[Region annotation entries]

##############################

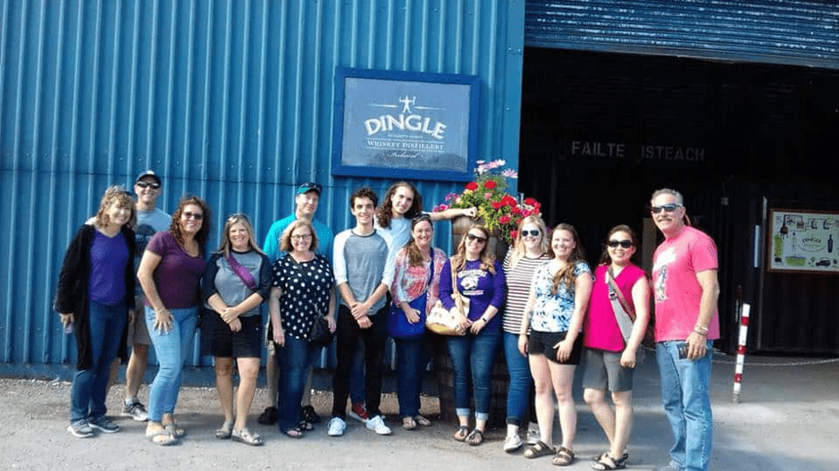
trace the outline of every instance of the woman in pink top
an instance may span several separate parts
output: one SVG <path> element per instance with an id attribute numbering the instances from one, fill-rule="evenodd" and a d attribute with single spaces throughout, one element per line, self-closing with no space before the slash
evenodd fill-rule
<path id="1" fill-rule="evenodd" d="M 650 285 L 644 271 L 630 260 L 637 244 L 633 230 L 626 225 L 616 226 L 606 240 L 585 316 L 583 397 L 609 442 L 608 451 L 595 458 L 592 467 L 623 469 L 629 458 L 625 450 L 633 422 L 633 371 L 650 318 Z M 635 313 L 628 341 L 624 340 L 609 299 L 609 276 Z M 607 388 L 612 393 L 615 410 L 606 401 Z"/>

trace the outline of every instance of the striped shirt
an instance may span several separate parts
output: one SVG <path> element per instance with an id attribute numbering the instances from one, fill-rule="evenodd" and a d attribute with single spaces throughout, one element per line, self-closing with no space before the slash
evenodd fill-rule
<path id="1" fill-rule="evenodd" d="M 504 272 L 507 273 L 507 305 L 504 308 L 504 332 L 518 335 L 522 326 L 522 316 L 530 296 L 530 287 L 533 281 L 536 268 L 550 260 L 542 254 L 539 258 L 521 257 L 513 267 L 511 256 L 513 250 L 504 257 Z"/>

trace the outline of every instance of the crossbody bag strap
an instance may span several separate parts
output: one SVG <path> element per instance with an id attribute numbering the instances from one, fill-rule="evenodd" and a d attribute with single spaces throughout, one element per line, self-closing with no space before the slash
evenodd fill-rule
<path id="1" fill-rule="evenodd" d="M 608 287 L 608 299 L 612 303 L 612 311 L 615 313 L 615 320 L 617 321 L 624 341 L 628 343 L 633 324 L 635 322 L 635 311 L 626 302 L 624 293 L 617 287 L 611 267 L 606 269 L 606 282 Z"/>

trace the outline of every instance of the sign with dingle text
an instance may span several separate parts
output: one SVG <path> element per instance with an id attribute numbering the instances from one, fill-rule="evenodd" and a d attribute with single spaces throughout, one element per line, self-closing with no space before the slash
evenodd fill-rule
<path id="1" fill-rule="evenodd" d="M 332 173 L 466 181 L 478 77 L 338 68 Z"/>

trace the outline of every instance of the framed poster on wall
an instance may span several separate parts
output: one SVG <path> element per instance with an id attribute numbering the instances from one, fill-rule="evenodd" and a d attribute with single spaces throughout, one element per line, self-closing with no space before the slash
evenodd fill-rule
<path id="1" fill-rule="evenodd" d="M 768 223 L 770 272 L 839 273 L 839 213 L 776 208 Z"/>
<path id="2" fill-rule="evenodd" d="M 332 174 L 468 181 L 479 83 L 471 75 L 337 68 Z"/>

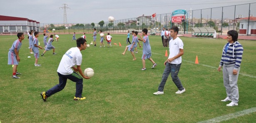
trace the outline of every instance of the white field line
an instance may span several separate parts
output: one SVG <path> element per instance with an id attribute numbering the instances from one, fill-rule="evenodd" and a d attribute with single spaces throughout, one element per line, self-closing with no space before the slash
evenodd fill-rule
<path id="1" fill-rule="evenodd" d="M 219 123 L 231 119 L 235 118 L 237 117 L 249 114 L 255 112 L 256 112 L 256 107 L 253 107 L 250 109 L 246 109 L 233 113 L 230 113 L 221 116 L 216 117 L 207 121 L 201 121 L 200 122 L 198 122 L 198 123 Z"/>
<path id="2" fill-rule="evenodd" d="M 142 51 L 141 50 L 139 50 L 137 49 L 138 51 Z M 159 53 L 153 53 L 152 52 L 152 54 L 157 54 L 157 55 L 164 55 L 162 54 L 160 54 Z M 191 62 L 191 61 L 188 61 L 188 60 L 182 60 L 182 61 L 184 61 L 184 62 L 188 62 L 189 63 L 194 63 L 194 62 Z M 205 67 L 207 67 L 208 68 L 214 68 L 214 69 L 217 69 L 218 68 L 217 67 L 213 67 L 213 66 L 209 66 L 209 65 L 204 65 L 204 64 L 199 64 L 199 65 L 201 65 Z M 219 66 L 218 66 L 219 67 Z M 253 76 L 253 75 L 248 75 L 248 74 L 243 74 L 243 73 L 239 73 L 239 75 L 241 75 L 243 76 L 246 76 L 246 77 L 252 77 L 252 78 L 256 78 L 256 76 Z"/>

##############################

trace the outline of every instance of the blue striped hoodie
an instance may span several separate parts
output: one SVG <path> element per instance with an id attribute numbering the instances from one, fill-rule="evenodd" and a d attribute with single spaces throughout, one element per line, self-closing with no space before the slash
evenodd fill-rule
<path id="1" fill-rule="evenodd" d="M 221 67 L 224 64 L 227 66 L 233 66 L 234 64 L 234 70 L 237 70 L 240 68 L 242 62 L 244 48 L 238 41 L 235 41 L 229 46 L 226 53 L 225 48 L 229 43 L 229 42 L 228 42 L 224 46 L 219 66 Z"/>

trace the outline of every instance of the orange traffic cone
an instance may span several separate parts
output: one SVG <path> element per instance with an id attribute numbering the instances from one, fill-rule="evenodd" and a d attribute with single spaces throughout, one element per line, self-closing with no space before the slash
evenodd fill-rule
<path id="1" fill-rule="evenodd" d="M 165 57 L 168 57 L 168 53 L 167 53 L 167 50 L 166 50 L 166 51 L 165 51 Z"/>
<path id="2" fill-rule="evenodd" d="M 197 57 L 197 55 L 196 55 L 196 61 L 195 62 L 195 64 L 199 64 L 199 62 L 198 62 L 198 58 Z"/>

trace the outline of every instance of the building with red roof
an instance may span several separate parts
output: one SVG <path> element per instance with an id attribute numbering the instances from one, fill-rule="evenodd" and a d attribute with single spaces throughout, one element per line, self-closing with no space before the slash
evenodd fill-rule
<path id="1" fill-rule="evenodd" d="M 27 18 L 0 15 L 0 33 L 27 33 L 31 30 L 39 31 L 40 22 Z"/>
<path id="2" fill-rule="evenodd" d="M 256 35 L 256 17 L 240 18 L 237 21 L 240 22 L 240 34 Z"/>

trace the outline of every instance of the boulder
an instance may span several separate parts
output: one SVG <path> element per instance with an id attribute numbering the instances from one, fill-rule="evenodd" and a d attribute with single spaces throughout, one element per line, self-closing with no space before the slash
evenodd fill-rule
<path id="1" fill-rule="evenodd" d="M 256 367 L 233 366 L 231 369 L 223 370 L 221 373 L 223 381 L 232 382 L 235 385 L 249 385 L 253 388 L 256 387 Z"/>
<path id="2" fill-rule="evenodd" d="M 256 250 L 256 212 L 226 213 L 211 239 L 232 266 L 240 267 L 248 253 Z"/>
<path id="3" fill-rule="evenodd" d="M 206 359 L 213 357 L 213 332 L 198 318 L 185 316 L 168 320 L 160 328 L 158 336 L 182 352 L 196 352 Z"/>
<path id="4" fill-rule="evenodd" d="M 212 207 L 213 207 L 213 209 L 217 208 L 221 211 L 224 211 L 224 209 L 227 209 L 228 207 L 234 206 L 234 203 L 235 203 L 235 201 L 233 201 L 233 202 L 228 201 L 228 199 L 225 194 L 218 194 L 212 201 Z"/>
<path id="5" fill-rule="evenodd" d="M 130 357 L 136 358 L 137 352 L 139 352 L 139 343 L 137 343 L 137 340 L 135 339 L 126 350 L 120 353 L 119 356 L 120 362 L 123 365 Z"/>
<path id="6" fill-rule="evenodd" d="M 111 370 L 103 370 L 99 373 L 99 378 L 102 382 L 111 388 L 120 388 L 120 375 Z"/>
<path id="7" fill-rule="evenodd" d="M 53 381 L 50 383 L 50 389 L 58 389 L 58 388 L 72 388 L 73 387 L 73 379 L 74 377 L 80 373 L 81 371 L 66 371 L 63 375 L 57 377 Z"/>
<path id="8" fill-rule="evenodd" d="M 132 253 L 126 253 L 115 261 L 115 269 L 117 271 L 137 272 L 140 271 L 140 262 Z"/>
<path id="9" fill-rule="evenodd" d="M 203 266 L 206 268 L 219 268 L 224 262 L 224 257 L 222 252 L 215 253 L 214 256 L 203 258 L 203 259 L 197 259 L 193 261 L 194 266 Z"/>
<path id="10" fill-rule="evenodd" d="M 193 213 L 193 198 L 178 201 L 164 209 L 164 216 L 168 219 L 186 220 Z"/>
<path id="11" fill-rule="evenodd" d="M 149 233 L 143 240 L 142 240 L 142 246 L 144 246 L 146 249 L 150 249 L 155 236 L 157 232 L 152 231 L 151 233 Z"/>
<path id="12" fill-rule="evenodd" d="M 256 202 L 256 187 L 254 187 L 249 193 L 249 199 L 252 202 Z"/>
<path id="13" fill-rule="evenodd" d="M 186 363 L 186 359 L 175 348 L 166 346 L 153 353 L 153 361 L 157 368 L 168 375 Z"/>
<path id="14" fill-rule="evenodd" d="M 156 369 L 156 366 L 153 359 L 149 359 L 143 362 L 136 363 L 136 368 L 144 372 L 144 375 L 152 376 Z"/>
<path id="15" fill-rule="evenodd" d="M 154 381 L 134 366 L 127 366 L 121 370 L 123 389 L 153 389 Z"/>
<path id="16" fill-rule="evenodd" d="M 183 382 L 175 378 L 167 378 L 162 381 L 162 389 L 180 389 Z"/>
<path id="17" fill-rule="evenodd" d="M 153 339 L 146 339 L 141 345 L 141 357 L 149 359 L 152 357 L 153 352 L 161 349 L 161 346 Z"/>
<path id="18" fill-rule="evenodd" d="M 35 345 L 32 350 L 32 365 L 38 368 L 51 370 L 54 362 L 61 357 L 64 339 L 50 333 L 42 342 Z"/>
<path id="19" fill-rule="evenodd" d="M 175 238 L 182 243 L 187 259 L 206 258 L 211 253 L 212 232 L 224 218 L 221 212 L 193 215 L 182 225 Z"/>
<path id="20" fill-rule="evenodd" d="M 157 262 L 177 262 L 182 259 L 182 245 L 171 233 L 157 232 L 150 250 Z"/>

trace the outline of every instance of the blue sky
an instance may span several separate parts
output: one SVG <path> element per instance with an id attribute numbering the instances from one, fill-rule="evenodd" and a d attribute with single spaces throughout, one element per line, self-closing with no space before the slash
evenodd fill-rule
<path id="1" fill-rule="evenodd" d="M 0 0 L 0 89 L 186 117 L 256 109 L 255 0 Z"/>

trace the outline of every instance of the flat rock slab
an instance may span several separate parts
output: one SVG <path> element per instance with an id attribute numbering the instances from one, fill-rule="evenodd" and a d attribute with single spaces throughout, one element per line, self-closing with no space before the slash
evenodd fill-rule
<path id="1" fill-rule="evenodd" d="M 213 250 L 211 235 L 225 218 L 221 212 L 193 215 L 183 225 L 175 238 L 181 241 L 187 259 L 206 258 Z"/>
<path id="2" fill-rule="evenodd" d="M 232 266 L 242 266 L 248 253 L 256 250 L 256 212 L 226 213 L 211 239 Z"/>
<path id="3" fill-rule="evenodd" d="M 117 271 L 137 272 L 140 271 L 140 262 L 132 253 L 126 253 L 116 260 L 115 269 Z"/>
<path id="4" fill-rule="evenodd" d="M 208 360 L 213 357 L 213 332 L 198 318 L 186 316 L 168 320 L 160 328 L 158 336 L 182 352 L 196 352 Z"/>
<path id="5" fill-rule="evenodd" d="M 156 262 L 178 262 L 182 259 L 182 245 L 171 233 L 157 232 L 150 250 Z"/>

##############################

Render the material above, from the line containing "trace the outline of every instance of the framed" through the line containing "332 174 L 468", as a two-column CSV with the columns request and outline. Give one row per request, with its full text and its answer each in a single quoted field and line breaks replaced by spaces.

request,outline
"trace the outline of every instance of the framed poster on wall an instance may span several separate parts output: one SVG <path> element per instance with an id attribute numbering the instances from one, fill-rule=""evenodd"" and a d attribute with single spaces throughout, one element per line, self-closing with no space before the slash evenodd fill-rule","<path id=""1"" fill-rule=""evenodd"" d=""M 768 223 L 770 272 L 839 273 L 839 213 L 776 208 Z""/> <path id=""2"" fill-rule=""evenodd"" d=""M 332 174 L 468 181 L 479 83 L 471 75 L 337 68 Z""/>"